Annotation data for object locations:
┄┄┄┄┄┄

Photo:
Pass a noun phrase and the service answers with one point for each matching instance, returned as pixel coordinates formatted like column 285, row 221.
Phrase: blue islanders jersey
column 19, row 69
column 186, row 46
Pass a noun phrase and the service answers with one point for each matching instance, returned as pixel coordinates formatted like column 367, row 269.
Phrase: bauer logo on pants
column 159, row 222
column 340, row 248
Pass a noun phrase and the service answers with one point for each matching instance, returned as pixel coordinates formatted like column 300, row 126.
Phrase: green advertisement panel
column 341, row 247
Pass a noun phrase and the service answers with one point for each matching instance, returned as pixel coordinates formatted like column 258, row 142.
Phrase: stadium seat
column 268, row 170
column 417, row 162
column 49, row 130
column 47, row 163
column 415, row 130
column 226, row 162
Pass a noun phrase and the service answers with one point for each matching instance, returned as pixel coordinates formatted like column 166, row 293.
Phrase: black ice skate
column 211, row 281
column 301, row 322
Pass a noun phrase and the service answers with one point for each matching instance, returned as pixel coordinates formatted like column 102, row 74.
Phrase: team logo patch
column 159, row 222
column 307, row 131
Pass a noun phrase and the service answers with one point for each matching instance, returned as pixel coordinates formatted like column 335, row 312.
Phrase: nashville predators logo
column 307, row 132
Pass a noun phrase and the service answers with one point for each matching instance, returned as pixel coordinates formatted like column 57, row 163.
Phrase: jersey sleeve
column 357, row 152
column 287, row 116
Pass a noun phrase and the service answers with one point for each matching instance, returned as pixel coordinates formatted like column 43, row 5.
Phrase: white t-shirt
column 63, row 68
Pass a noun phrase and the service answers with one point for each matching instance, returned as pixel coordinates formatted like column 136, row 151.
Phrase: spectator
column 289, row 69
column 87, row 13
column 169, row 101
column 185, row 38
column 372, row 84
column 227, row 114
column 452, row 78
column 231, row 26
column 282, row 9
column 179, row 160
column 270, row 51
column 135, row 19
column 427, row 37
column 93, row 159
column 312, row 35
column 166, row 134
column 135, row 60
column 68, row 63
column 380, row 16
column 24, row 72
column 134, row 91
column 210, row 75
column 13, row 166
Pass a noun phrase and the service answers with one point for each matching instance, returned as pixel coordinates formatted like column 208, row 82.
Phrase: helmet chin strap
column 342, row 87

┄┄┄┄┄┄

## What you should do
Format everything from the line containing "102, row 74." down to the line containing "column 307, row 131", both included, as a JSON list of strings with one string per line and blank lines omitted. Include only those lines.

## Task result
[
  "Pass a noun phrase and the service answers with one point for each matching instance, returned as pixel coordinates formatted like column 102, row 74.",
  "Phrase: team logo patch",
  "column 159, row 222",
  "column 307, row 131"
]